BRIEF: From the data below, restate every line word for word.

PROVIDED DATA:
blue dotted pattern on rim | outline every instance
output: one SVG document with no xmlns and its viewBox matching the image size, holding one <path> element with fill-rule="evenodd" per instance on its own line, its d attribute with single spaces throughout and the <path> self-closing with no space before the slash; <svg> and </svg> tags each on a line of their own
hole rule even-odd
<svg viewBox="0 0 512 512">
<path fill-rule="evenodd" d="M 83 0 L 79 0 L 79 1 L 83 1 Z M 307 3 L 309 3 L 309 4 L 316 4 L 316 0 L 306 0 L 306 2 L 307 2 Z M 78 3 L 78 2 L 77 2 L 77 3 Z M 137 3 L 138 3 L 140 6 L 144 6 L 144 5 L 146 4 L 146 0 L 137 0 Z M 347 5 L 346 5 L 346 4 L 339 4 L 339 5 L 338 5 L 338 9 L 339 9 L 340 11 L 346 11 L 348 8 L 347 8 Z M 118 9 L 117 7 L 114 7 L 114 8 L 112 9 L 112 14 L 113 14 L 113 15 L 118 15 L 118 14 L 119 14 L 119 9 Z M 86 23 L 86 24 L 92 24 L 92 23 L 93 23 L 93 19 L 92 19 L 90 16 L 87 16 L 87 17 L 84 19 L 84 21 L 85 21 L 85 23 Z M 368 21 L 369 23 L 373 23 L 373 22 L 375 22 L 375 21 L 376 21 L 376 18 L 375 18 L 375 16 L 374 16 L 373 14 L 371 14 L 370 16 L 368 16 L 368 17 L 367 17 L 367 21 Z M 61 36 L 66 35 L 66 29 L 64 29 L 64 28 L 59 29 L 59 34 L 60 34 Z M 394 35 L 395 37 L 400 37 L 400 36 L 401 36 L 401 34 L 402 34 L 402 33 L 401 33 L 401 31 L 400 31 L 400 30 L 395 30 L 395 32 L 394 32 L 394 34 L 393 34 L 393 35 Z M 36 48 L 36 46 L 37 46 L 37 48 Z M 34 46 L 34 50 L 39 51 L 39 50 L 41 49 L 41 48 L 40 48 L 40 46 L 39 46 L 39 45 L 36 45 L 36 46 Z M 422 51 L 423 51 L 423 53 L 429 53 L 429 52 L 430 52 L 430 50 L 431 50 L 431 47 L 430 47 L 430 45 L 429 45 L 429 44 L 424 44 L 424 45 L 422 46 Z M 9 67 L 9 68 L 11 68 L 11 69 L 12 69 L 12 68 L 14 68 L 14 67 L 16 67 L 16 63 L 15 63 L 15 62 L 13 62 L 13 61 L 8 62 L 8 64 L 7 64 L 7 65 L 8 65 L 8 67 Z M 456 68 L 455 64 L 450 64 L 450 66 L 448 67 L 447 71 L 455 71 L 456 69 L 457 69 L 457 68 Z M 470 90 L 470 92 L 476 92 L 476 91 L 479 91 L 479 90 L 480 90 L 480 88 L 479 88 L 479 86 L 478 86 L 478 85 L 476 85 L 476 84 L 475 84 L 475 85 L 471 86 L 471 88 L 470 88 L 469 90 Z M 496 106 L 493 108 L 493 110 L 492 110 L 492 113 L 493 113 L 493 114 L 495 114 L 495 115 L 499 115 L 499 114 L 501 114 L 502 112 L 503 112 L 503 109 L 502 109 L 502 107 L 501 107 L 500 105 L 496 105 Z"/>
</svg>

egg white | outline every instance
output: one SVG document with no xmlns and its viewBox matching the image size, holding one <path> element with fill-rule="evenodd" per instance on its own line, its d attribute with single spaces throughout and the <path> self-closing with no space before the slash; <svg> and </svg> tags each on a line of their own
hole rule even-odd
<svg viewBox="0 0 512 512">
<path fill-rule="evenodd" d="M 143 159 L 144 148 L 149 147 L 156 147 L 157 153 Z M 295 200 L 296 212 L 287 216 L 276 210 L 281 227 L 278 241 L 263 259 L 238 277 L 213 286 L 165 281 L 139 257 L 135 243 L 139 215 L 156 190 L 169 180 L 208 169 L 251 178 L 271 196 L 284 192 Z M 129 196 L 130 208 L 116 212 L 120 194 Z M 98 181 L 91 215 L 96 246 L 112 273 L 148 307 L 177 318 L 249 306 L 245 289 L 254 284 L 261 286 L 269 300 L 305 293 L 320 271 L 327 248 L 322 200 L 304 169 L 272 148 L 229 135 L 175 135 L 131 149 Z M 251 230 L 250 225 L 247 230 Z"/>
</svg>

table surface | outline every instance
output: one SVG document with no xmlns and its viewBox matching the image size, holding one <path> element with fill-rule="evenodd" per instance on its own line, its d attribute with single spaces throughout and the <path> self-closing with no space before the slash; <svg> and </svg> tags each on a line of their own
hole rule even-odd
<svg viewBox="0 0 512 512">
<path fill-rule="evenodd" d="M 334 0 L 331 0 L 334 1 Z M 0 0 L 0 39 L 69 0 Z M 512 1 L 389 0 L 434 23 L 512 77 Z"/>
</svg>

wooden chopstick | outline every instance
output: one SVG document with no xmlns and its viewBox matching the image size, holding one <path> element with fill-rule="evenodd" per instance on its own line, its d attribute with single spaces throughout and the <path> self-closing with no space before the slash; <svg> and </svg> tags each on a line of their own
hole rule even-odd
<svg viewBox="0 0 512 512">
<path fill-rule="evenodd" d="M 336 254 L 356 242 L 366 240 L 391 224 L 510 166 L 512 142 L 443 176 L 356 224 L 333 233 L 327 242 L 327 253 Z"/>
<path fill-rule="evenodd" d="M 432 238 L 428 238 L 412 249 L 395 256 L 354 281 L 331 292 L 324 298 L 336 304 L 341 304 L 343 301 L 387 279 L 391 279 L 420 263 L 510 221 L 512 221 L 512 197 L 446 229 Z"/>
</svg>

WORKED SOLUTION:
blue dotted pattern on rim | outline every instance
output: one SVG document with no xmlns and its viewBox matching the image size, holding one <path> element with fill-rule="evenodd" per instance on its own line, its d attribute with single spaces throughout and the <path> self-closing with no space before the slash; <svg> and </svg> tags each on a line of their own
hole rule even-odd
<svg viewBox="0 0 512 512">
<path fill-rule="evenodd" d="M 83 0 L 79 0 L 79 1 L 83 1 Z M 307 3 L 309 3 L 309 4 L 316 4 L 316 0 L 306 0 L 306 2 L 307 2 Z M 78 3 L 78 2 L 77 2 L 77 3 Z M 137 3 L 138 3 L 140 6 L 144 6 L 144 5 L 146 4 L 146 0 L 137 0 Z M 347 5 L 346 5 L 346 4 L 339 4 L 339 5 L 338 5 L 338 9 L 339 9 L 340 11 L 346 11 L 348 8 L 347 8 Z M 118 9 L 117 7 L 114 7 L 114 8 L 112 9 L 112 14 L 113 14 L 113 15 L 118 15 L 118 14 L 119 14 L 119 9 Z M 86 23 L 86 24 L 92 24 L 92 23 L 93 23 L 93 19 L 92 19 L 90 16 L 87 16 L 87 17 L 84 19 L 84 21 L 85 21 L 85 23 Z M 368 21 L 369 23 L 373 23 L 373 22 L 375 22 L 375 21 L 376 21 L 376 18 L 375 18 L 375 16 L 374 16 L 373 14 L 371 14 L 370 16 L 368 16 L 368 17 L 367 17 L 367 21 Z M 61 36 L 66 35 L 66 29 L 64 29 L 64 28 L 59 29 L 59 34 L 60 34 Z M 394 35 L 395 37 L 400 37 L 400 36 L 401 36 L 401 34 L 402 34 L 402 33 L 401 33 L 401 31 L 400 31 L 400 30 L 395 30 L 395 32 L 394 32 L 394 34 L 393 34 L 393 35 Z M 36 48 L 36 46 L 37 46 L 37 48 Z M 34 46 L 34 50 L 39 51 L 39 50 L 41 49 L 41 48 L 40 48 L 40 46 L 39 46 L 39 45 L 36 45 L 36 46 Z M 422 51 L 423 51 L 423 53 L 429 53 L 429 52 L 430 52 L 430 50 L 431 50 L 431 47 L 430 47 L 430 45 L 429 45 L 429 44 L 424 44 L 424 45 L 422 46 Z M 9 67 L 9 68 L 11 68 L 11 69 L 12 69 L 12 68 L 14 68 L 14 67 L 16 67 L 16 63 L 15 63 L 15 62 L 13 62 L 13 61 L 8 62 L 8 64 L 7 64 L 7 65 L 8 65 L 8 67 Z M 456 68 L 455 64 L 450 64 L 450 66 L 448 67 L 447 71 L 455 71 L 456 69 L 457 69 L 457 68 Z M 470 90 L 470 92 L 476 92 L 476 91 L 479 91 L 479 90 L 480 90 L 480 88 L 479 88 L 479 86 L 478 86 L 478 85 L 476 85 L 476 84 L 475 84 L 475 85 L 471 86 L 471 88 L 470 88 L 469 90 Z M 496 106 L 493 108 L 493 110 L 492 110 L 492 113 L 493 113 L 493 114 L 495 114 L 495 115 L 499 115 L 499 114 L 501 114 L 502 112 L 503 112 L 503 109 L 502 109 L 502 107 L 501 107 L 500 105 L 496 105 Z"/>
</svg>

egg white | outline every instance
output: one SVG document with no xmlns and its viewBox matching the image size, holding one <path> element with fill-rule="evenodd" per instance on its own line, its d attribute with single spaces throughout and the <path> self-closing with no space before the slash; <svg> and </svg> tags each on a line of their own
hole rule even-odd
<svg viewBox="0 0 512 512">
<path fill-rule="evenodd" d="M 143 159 L 144 148 L 149 147 L 156 147 L 157 153 Z M 295 200 L 296 212 L 287 216 L 276 210 L 281 227 L 278 241 L 263 259 L 238 277 L 213 286 L 165 281 L 139 257 L 135 243 L 139 215 L 156 190 L 169 180 L 208 169 L 251 178 L 271 196 L 284 192 Z M 129 196 L 130 208 L 116 212 L 120 194 Z M 98 181 L 91 215 L 96 246 L 112 273 L 148 307 L 177 318 L 249 306 L 245 289 L 254 284 L 261 286 L 269 300 L 305 293 L 320 271 L 327 248 L 322 200 L 304 169 L 272 148 L 229 135 L 175 135 L 131 149 Z M 251 230 L 250 225 L 247 230 Z"/>
</svg>

table surface | outline every instance
output: one SVG document with no xmlns and its viewBox matching the image size, holding one <path> element with fill-rule="evenodd" per instance on its own line, its d attribute with single spaces throughout and the <path> self-closing with no space before the slash; <svg> and </svg> tags each on a line of their own
hole rule even-odd
<svg viewBox="0 0 512 512">
<path fill-rule="evenodd" d="M 334 0 L 331 0 L 334 1 Z M 0 0 L 0 39 L 69 0 Z M 512 1 L 389 0 L 434 23 L 512 77 Z"/>
</svg>

wooden chopstick | outline every instance
output: one SVG document with no xmlns and its viewBox matching the image size, holding one <path> element with fill-rule="evenodd" per instance on its own line, its d attribute with single spaces throughout and the <path> self-closing with no space before the slash; <svg> and </svg> tags each on a line of their own
hole rule even-odd
<svg viewBox="0 0 512 512">
<path fill-rule="evenodd" d="M 336 254 L 356 242 L 366 240 L 391 224 L 510 166 L 512 142 L 443 176 L 356 224 L 333 233 L 327 242 L 327 253 Z"/>
<path fill-rule="evenodd" d="M 432 238 L 428 238 L 412 249 L 395 256 L 354 281 L 331 292 L 324 298 L 336 304 L 341 304 L 343 301 L 387 279 L 391 279 L 420 263 L 510 221 L 512 221 L 512 197 L 446 229 Z"/>
</svg>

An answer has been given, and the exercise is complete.